# Records shown

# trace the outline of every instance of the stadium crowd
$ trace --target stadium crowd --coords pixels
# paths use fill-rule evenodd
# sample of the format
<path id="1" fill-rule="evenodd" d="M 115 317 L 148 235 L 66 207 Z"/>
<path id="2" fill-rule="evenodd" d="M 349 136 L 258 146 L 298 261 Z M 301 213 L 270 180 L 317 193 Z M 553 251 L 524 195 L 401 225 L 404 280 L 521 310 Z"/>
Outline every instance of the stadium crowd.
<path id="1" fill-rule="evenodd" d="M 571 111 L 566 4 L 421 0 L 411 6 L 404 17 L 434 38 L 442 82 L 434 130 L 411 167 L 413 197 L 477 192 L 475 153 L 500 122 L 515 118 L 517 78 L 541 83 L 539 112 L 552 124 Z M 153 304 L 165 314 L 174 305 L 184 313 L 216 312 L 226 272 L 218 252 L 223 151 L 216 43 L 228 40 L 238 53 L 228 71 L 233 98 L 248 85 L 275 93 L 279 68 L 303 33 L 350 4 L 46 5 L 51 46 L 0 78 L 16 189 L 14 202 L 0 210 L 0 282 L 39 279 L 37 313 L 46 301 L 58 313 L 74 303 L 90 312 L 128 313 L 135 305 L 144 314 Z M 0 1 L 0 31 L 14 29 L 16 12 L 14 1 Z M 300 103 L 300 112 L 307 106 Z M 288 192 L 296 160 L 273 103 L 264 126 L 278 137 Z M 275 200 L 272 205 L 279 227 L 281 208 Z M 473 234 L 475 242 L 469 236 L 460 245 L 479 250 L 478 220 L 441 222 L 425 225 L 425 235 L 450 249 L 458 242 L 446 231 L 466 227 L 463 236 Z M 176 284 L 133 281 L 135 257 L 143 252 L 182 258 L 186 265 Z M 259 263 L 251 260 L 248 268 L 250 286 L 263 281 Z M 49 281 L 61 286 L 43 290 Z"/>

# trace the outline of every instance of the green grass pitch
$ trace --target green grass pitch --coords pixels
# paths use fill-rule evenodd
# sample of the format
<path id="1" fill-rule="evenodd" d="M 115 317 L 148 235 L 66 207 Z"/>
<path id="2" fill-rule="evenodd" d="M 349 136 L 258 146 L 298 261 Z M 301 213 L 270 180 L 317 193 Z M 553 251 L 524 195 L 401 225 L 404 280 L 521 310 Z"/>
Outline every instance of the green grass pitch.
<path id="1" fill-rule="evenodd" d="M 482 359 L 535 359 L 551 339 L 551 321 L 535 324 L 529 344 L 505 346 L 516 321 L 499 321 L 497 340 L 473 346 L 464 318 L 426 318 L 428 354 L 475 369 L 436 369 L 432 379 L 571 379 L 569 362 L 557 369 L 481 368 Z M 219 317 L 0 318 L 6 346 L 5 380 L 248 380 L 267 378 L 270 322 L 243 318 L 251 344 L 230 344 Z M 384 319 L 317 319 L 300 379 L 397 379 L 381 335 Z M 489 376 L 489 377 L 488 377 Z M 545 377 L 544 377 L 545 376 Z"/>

# What to do
Convert the lines of the entries above into a Markdown table with the columns Row and Line. Start with the line that contains "# trace the outline of every instance of the green" and go on through the line that contains "Outline every instance of the green". Number each row and leave out any blank lines.

# Complete response
| Row | Line |
|---|---|
| 1 | # trace the outline of every instance of the green grass pitch |
| 2 | $ trace --target green grass pitch --coords pixels |
| 3 | # paths use fill-rule evenodd |
| 4 | # sample of the format |
| 5 | <path id="1" fill-rule="evenodd" d="M 115 317 L 148 235 L 66 207 Z"/> |
| 6 | <path id="2" fill-rule="evenodd" d="M 349 136 L 258 146 L 298 261 Z M 301 213 L 270 180 L 317 193 Z M 553 251 L 524 195 L 401 225 L 404 280 L 521 310 Z"/> |
| 7 | Outline every instance of the green grass pitch. |